Repeat each entry exactly; omit all pictures.

Records from a collection:
----------

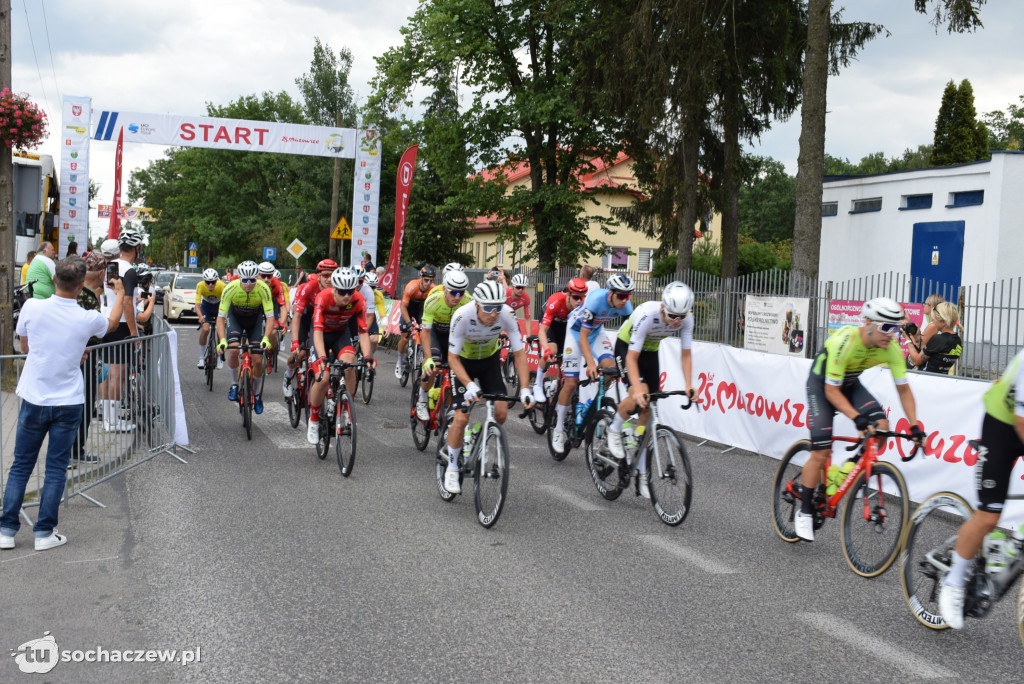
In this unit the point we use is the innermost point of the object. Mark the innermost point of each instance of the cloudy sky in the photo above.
(175, 57)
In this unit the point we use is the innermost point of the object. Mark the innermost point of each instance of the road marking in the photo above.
(880, 648)
(687, 554)
(571, 499)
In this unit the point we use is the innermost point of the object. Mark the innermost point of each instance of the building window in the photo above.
(915, 202)
(969, 199)
(864, 206)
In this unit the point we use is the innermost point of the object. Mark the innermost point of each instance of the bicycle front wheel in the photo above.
(926, 553)
(875, 513)
(492, 476)
(344, 443)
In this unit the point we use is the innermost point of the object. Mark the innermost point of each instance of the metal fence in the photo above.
(114, 437)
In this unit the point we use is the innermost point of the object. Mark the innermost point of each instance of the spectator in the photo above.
(52, 396)
(41, 270)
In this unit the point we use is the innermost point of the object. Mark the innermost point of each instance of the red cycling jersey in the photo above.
(332, 317)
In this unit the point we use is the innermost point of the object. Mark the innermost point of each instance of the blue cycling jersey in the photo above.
(594, 312)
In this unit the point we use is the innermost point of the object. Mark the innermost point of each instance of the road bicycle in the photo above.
(246, 394)
(576, 431)
(926, 553)
(338, 418)
(669, 475)
(875, 514)
(486, 461)
(438, 413)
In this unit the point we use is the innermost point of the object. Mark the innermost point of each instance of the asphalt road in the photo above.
(279, 569)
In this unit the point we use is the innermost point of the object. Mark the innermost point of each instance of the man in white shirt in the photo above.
(53, 333)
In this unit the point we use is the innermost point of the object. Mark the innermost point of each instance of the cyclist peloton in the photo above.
(1003, 442)
(208, 294)
(246, 304)
(339, 315)
(834, 385)
(437, 312)
(412, 309)
(552, 330)
(475, 362)
(636, 352)
(586, 343)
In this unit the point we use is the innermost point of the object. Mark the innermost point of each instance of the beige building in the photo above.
(612, 185)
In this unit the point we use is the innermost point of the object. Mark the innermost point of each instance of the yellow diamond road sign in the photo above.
(342, 230)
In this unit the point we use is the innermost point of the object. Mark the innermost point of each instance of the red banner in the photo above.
(407, 167)
(115, 228)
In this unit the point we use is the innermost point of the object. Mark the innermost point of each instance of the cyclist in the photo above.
(586, 343)
(437, 312)
(339, 315)
(834, 385)
(247, 302)
(552, 330)
(636, 352)
(517, 297)
(412, 309)
(475, 362)
(208, 295)
(1003, 442)
(302, 317)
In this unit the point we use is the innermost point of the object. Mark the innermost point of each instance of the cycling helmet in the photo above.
(489, 292)
(344, 279)
(678, 298)
(110, 249)
(621, 283)
(456, 280)
(882, 309)
(247, 269)
(578, 286)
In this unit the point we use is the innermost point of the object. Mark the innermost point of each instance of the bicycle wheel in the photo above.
(491, 481)
(926, 552)
(671, 480)
(875, 513)
(344, 443)
(603, 467)
(784, 489)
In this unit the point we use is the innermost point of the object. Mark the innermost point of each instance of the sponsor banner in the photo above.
(366, 196)
(240, 134)
(74, 219)
(775, 324)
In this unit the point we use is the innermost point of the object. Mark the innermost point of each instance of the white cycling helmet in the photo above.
(344, 279)
(456, 280)
(678, 298)
(489, 292)
(882, 309)
(621, 283)
(247, 269)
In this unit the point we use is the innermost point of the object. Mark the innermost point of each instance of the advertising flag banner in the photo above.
(403, 185)
(74, 221)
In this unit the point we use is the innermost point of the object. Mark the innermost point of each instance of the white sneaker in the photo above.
(951, 605)
(804, 525)
(452, 481)
(615, 445)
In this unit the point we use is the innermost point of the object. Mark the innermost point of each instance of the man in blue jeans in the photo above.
(53, 334)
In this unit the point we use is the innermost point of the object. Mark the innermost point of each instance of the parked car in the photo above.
(179, 295)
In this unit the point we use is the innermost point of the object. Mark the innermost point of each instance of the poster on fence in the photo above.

----------

### Exercise solution
In this unit the point we use is the innermost point of the object. Mark the innermost point of each instance of the cloudy sky in the photo above.
(175, 57)
In this unit the point we use is the innermost point of the object. Mark the innermost point of each instance of the road marking in the photo above.
(880, 648)
(687, 554)
(571, 499)
In this unit the point we use is the innermost point of the object. Mark the innermost point of each instance of the building window in the photo above.
(915, 202)
(969, 199)
(864, 206)
In this unit the point we use is the innermost point of the object. Mark the innermost point of each instance of the bicycle front wheel in the photo above.
(926, 553)
(875, 513)
(492, 476)
(344, 443)
In this unit the point we use is the innermost point of the object. Mark the innermost point of each instance of the metal fence in the photo above.
(114, 437)
In this unit the point we use is the innermost point of the object. Mark the innermost point of each instance of the spectator in the photo above.
(52, 396)
(41, 270)
In this unit the point we use is the innermost point of the object. Mark the innermost point of each instance of the red cycling jersey in the photo above.
(332, 317)
In this unit the point we use is the innermost point of the object. Mark the innermost point of each instance of the blue cycling jersey in the photo above.
(594, 312)
In this unit the point we use is the innermost point of the object. Mark the innermost point of each instance of the road bicycle in the photo above.
(246, 394)
(576, 431)
(926, 553)
(338, 418)
(669, 475)
(875, 514)
(486, 461)
(438, 413)
In this unit the point we use is the innermost point of the object. Mark the innermost point of each instance of the asphalt road in the photo above.
(279, 569)
In this unit the point we use is the innermost point of the object. Mark the innermost point of each instance of the man in white shirt in the photo above.
(53, 333)
In this unit the point we use is the innermost point of the object. Mark the innermost point of each instance of the cyclist peloton in the photo above.
(1003, 442)
(208, 294)
(246, 304)
(339, 315)
(834, 385)
(437, 312)
(412, 309)
(552, 330)
(475, 362)
(636, 352)
(586, 343)
In this unit the point we use is the innermost point of the object. Mark the innermost point of each instance of the beige building in the photo above.
(612, 185)
In this unit the point we use is the innermost point of the object. Mark the innermost point of each instance of the yellow diamond road sign in the photo above.
(342, 230)
In this unit the point we use is the innermost point of the object. Mark the innermost point of each instance of the red banner in the photo above.
(407, 167)
(115, 228)
In this unit the point we use is the innermost point of the object. Mark the innermost point of each instance of the cyclist in the photo above.
(586, 343)
(437, 312)
(339, 315)
(834, 385)
(247, 302)
(552, 330)
(636, 352)
(517, 297)
(412, 309)
(475, 362)
(208, 295)
(1003, 442)
(302, 317)
In this unit the point we use is the innermost point of the object. Mark the innermost point of each instance of the cycling helmet in the photo above.
(489, 292)
(344, 279)
(678, 298)
(110, 249)
(621, 283)
(456, 280)
(882, 309)
(247, 269)
(578, 286)
In this unit the point we use is the innermost point of the object. Mark the innermost point of each instance of the bicycle wheel in the photo above.
(491, 481)
(926, 552)
(671, 480)
(875, 513)
(344, 443)
(603, 467)
(784, 489)
In this unit the point we use is the innermost point of the object. Mark the innermost point of each instance of the sponsor banner in the photo above.
(366, 196)
(240, 134)
(74, 219)
(775, 324)
In this unit the point we use is the innermost point of the object. Mark the innermost point of each instance of the white cycling helmet in the photo above.
(344, 279)
(456, 280)
(678, 298)
(489, 292)
(882, 309)
(621, 283)
(247, 269)
In this unit the point we use is the innermost point of the object. Mark the innermost point of each instance of the advertising flag banner in the photo above.
(403, 185)
(74, 221)
In this unit the point we use is the innermost point of the object. Mark the innermost point of each instance of the white sneaker in the photo above.
(951, 605)
(804, 525)
(452, 481)
(615, 445)
In this unit the point we use is the innermost point of the object. Mark the innermost point of each instance of the man in blue jeans in the photo above.
(53, 334)
In this unit the point we use is the innermost point of the object. Mark the innermost point of each instance of the parked car in the photo above.
(179, 295)
In this unit the point we use is the innermost point of the object. Mark the innermost point of each instance of the poster on fence in the photo above.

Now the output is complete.